- _Input records_:

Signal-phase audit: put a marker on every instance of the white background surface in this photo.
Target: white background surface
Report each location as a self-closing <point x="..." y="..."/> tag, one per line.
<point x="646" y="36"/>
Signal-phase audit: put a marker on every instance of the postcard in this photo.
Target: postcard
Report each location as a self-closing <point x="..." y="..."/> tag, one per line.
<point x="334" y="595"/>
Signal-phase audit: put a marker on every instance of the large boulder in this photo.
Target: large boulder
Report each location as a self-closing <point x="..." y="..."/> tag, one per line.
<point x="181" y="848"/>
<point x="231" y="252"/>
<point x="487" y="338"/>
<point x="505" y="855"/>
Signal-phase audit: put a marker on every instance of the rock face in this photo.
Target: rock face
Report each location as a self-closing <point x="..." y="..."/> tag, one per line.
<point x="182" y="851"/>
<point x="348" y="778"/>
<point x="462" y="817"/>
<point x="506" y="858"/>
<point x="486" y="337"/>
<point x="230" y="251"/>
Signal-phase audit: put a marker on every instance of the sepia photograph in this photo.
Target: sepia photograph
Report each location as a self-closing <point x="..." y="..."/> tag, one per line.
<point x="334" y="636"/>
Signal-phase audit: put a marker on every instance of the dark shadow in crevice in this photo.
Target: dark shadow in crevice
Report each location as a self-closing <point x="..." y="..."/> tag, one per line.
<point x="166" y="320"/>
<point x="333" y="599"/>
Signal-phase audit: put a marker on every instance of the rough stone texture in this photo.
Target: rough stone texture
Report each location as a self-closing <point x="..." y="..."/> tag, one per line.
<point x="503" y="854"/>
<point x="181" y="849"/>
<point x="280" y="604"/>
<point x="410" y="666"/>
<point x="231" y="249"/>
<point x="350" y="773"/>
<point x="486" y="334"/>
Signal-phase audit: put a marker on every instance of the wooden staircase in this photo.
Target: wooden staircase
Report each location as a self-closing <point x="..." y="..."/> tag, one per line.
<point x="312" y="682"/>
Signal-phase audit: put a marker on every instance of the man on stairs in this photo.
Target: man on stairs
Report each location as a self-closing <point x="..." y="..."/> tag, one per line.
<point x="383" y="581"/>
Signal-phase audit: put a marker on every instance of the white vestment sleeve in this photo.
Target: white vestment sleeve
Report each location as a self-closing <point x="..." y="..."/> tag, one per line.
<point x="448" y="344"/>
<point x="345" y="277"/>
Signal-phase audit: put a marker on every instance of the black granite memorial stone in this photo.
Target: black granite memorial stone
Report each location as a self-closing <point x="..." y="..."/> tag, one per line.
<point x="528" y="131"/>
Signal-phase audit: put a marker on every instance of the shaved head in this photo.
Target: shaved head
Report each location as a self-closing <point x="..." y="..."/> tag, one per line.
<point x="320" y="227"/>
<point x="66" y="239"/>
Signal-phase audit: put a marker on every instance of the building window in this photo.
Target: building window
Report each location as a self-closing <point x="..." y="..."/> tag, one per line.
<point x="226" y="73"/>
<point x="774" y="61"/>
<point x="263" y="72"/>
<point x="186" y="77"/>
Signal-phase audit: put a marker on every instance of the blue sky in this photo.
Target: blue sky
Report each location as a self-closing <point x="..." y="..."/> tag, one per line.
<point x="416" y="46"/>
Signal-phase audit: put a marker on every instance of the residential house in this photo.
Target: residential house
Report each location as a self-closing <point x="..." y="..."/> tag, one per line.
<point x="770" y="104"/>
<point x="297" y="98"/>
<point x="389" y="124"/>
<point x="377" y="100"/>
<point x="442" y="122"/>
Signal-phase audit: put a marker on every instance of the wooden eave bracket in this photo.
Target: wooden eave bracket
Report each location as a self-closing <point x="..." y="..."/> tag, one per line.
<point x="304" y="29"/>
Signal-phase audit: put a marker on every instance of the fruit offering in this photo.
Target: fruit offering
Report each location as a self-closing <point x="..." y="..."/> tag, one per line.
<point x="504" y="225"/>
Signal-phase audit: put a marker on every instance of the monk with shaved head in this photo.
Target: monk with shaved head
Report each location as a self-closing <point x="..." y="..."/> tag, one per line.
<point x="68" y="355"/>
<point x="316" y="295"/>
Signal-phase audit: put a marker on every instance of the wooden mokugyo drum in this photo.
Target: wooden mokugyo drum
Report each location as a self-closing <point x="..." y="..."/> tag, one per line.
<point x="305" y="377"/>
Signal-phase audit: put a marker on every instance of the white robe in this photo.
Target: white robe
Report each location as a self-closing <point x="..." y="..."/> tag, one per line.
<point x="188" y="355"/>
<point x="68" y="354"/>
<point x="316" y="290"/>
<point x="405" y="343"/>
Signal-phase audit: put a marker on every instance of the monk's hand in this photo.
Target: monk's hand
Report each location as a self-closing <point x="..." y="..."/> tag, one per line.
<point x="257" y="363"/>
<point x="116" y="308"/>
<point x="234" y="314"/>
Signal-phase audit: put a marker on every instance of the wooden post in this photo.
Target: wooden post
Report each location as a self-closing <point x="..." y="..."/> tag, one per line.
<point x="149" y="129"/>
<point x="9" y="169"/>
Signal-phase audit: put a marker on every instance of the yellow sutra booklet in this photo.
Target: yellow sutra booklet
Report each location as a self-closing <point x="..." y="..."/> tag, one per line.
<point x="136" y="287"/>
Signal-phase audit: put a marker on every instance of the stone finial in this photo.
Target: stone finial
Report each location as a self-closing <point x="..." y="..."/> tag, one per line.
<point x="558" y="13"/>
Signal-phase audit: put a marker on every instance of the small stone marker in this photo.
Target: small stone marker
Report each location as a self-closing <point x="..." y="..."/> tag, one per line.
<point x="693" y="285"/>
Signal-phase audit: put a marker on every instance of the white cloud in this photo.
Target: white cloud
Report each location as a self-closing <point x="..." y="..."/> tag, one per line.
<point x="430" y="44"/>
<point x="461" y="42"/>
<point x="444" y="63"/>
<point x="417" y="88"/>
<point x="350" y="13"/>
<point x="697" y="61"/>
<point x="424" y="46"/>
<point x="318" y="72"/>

- _About this exercise_:
Going down from the first line of the entries above, restate each line word for word until the line holding "Target: wooden staircase" is done.

- _Answer section_:
Signal-phase audit: put a marker on every instance of the white background surface in this photo.
Target: white background surface
Report each location as a self-closing <point x="..." y="..."/> tag, one per line.
<point x="646" y="36"/>
Signal-phase audit: put a marker on every instance of the postcard in this photo.
Target: postcard
Report each location as a self-closing <point x="..." y="..."/> tag, one per line.
<point x="334" y="595"/>
Signal-phase audit: put a marker on every instance of the large boulder in this photo.
Target: large boulder
Report each location as a self-closing <point x="..." y="..."/> tag, one per line.
<point x="181" y="848"/>
<point x="231" y="252"/>
<point x="487" y="338"/>
<point x="505" y="855"/>
Signal-phase audit: put a marker on every instance of the rock face in this photo.
Target: rock face
Report each location as a self-closing <point x="..." y="..."/> tag, one per line.
<point x="182" y="851"/>
<point x="348" y="778"/>
<point x="462" y="817"/>
<point x="506" y="858"/>
<point x="486" y="337"/>
<point x="230" y="251"/>
Signal-phase audit: put a marker on every instance of the sepia photograph in this photo.
Target: sepia photograph
Report each location as a self-closing <point x="..." y="..."/> tag, one per line.
<point x="334" y="636"/>
Signal-phase audit: put a marker on every instance of the dark shadow in crevice in this photo.
Target: dark shadow in crevice
Report each location as a self-closing <point x="..." y="..."/> tag, one per line.
<point x="166" y="320"/>
<point x="333" y="599"/>
Signal-phase audit: put a marker on every instance of the rough stone texture in this photo.
Target: rough stone texture
Report each location as a self-closing <point x="..." y="..."/> tag, one per line.
<point x="503" y="854"/>
<point x="181" y="849"/>
<point x="280" y="604"/>
<point x="410" y="666"/>
<point x="231" y="249"/>
<point x="350" y="773"/>
<point x="486" y="334"/>
Signal-phase audit: put a marker on every instance of the wooden staircase in this photo.
Target: wooden staircase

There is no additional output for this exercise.